• [Arbeitsaufträge]
A: In welcher Stadt hat die Luther Rechtsanwaltsgesellschaft mbH laut dem Interviewauszug ihren Sitz?
B: Ändere in den Zeilen des Datensatzes, beginnend mit der Zeile, die "point: island drawer" enthält, und endend mit der letzten Zeile des Datensatzes, "each instance" zu "every instance", und gib nur diese Zeilen sonst unverändert wieder.

• [Quellenauszug]
==*==

Unser Interview-Partner Dr. Michael Rath ist Rechtsanwalt und Fachanwalt für IT-Recht. Er ist Partner der Luther Rechtsanwaltsgesellschaft mbH mit Sitz in Köln und berät Unternehmen u.a. zum rechtsicheren Einsatz der Public Cloud. Zudem ist er ISO 27001 Lead Auditor, kennt sich also mit den Security-Anforderungen bei IT-Systemen gut aus.
Hintergrund
Seit Einführung der Public Cloud in 2006 hat sich der Diskurs über die Bedenken bezüglich der Public Cloud praktisch nicht geändert: Die eine Fraktion hält die Datenschutz-Praktiken der Public Clouds für nicht konform mit europäischen Gesetzen, denn die Daten seien aufgrund US-amerikanischer Überwachungsgesetze den dortigen Behörden praktisch frei zugänglich. Die andere Fraktion zitiert die niedrige Zahl tatsächlicher Anfragen der US-Behörden und verweist auf den tatsächlich höheren materiellen Datenschutz der Public Cloud aufgrund überlegener technischer Sicherheitsstands im Vergleich zu durchschnittlichen Private Clouds aus Europa.
Nachdem vorherige Vereinbarungen („Privacy Shield“ und „Safe Harbor“) zur Legitimierung von Datentransfers aus Europa in die USA durch zwei von Max Schrems erwirkte Gerichtsurteile (Schrems I und Schrems II) beim europäischen Gerichtshof scheiterten, versuchte die Biden-Administration den Datenschutz in den USA mittels eines Dekrets auf ein höheres Niveau zu heben. Nun unternimmt die EU-Kommission einen weiteren Anlauf und bereitet einen sogenannten „Angemessenheitsbeschluss“ vor. Dieser würde ein mit der EU vergleichbares Datenschutzniveau in den USA feststellen und könnte es Unternehmen erleichtern, US-Datendienste zu nutzen.
GS: Welche Bedenken gibt es aus der Perspektive der Nutzer hinsichtlich der Nutzung der Public Cloud?
MR: Bei der Nutzung von Public Cloud kommt meist die Frage auf: „Sind meine Daten dort wirklich sicher? Es geht hier um Vertraulichkeit, Integrität und Verfügbarkeit der Daten. Dann als zweites: Bin ich da „safe“, was die DSGVO angeht. Als drittes gibt es die Sorge, dass Nachrichtendienste aus anderen Staaten an meine Daten herankommen könnten.

==*==

(Einträge aus einem Datensatz)

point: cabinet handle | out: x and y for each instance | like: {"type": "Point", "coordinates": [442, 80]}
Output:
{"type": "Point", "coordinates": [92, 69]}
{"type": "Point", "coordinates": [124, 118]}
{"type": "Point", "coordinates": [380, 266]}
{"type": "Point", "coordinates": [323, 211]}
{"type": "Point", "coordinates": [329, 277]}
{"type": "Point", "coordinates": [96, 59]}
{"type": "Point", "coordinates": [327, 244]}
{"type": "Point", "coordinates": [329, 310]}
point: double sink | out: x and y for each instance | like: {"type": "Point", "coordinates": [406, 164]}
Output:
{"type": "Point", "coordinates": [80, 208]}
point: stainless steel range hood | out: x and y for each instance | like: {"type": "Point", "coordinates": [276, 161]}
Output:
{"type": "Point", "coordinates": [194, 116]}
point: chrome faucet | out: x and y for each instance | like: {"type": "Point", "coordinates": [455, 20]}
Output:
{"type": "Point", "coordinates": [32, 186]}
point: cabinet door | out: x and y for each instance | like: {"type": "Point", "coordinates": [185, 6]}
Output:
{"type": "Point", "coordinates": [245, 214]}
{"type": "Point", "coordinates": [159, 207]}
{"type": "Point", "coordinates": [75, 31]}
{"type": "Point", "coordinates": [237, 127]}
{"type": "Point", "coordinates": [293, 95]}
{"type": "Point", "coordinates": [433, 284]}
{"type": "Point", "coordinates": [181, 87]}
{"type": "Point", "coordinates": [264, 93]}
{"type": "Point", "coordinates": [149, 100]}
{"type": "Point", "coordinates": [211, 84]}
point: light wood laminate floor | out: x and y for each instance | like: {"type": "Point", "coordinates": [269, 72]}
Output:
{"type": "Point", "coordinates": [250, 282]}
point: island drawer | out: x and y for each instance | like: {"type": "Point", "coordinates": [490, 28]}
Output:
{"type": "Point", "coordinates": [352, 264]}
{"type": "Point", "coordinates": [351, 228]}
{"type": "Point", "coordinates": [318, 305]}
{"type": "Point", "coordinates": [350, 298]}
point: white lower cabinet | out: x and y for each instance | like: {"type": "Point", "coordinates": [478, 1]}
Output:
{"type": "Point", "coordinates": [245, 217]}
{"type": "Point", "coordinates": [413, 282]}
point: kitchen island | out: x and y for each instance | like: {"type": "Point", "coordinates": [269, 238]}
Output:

==*==

• [Lösungen zur Übung]
A: In Köln.

B:
point: island drawer | out: x and y for every instance | like: {"type": "Point", "coordinates": [490, 28]}
Output:
{"type": "Point", "coordinates": [352, 264]}
{"type": "Point", "coordinates": [351, 228]}
{"type": "Point", "coordinates": [318, 305]}
{"type": "Point", "coordinates": [350, 298]}
point: white lower cabinet | out: x and y for every instance | like: {"type": "Point", "coordinates": [478, 1]}
Output:
{"type": "Point", "coordinates": [245, 217]}
{"type": "Point", "coordinates": [413, 282]}
point: kitchen island | out: x and y for every instance | like: {"type": "Point", "coordinates": [269, 238]}
Output:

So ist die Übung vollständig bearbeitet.